_Task list:_
a. Decide whether each statement agrees with the Lean chat discussion, and for each one give yes or no along with the exact words from the discussion that settle it. (i) Sebastian Ullrich says the behavior looks like a straight bug. (ii) Keeley Hoek's linked solution works on the add_monoid and preorder examples. (iii) Kevin Buzzard defined lt_of_add_lt_add_left with its inputs explicit.
b. In the Lean chat discussion, rewrite the passage from "but this is" to "all of them.", swapping "fixing" for "correcting".
c. List the names of all the people in the Lean chat discussion whose posts carry a date and time, giving each name once.

_Supplied text:_
The type of lt_iff_le_not_le is different in the two cases. preorder2 is the right one. preorder1.lt_iff_le_not_le is trivial as evidenced by the rfl proof. @Sebastian Ullrich Are you aware of this? It looks like that thing you pointed out a while back where structures could define lets and notation and other crazy things. Somehow lt is treated as a notation for the purposes of lt_iff_le_not_le, but it is also an actual field...?

Keeley Hoek (Jul 04 2019 at 14:12):

:0

Mario Carneiro (Jul 04 2019 at 14:12):

The other weird thing about this is that lt is already defined in the case of preorder, in has_lt, and it's getting "redefined" with a new defeq type in preorder

Mario Carneiro (Jul 04 2019 at 14:13):

I can already predict that the lean C++ code to make sense of all this is a rats nest

Sebastian Ullrich (Jul 04 2019 at 14:16):

Looks like a straight bug

Patrick Massot (Jul 04 2019 at 14:17):

Now is the time were Sebastian will paste that url to the commit which fixed that bug in Lean 4 months ago

Kevin Buzzard (Jul 04 2019 at 14:43):

I can make a preorder by just ignoring the lt and lt_iff_whatever fields completely. It's not possible to emulate that behaviour with a tactic?

Keeley Hoek (Jul 04 2019 at 14:55):

It appears that lean does not provide a way for lean to access the pre-set optional values of structures, eg. lt in this case.
I think I make it work but it'll be a little bit less robust than I had hoped

Keeley Hoek (Jul 04 2019 at 16:17):

@Kevin Buzzard Here is a link to something that works, at least on the two add_monoid and preorder examples I've seen! https://gist.github.com/khoek/cfb72fe41b0725269a14bf9196bb9c73

Keeley Hoek (Jul 04 2019 at 16:29):

Are you able to make a canonically_ordered_comm_semiring using it?

Kevin Buzzard (Jul 04 2019 at 16:34):

I'm now seeing all sorts of errors like

type mismatch at field 'lt_of_add_lt_add_left'
  lt_of_add_lt_add_left
has type
  ?m_3 + ?m_4 < ?m_3 + ?m_5 → ?m_4 < ?m_5
but is expected to have type
  ∀ (a b c : mynat), a + b < a + c → b < c

but this is not your fault -- I have defined lt_of_add_lt_add_left with the inputs implicit but apparently Lean wants them explicit. Nearly there now, just fixing all of them.

_Records provided:_
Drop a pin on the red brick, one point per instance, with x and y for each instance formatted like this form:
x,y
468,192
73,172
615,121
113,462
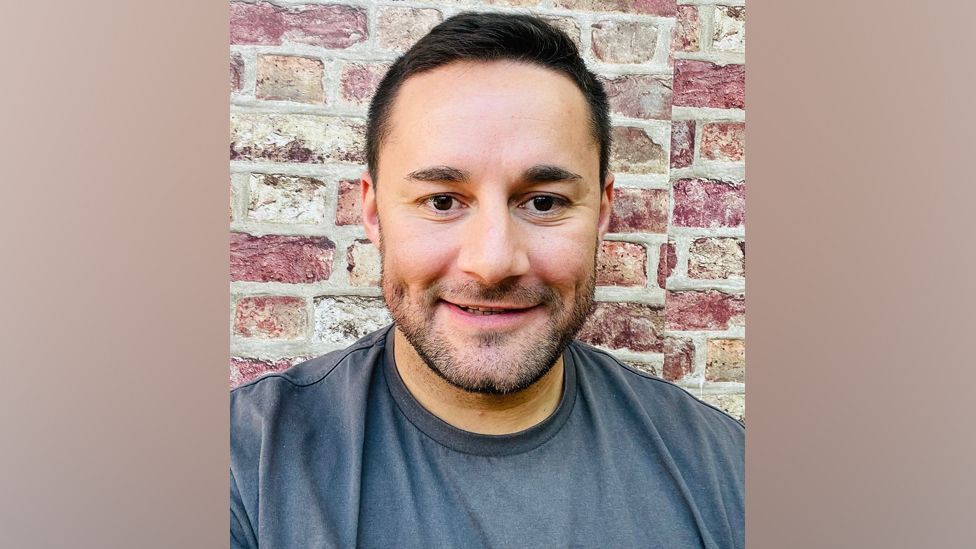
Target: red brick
x,y
682,143
709,203
290,78
363,263
243,370
639,96
277,258
685,37
400,27
623,41
359,80
724,141
703,310
648,7
679,358
635,152
639,211
666,262
236,72
621,264
704,84
716,258
349,209
726,360
634,326
330,26
271,317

_The answers:_
a.
(i) Yes: "Looks like a straight bug"
(ii) Yes: "at least on the two add_monoid and preorder examples I've seen!"
(iii) No: "I have defined lt_of_add_lt_add_left with the inputs implicit but apparently Lean wants them explicit."

b.
but this is not your fault -- I have defined lt_of_add_lt_add_left with the inputs implicit but apparently Lean wants them explicit. Nearly there now, just correcting all of them.

c.
Keeley Hoek
Mario Carneiro
Sebastian Ullrich
Patrick Massot
Kevin Buzzard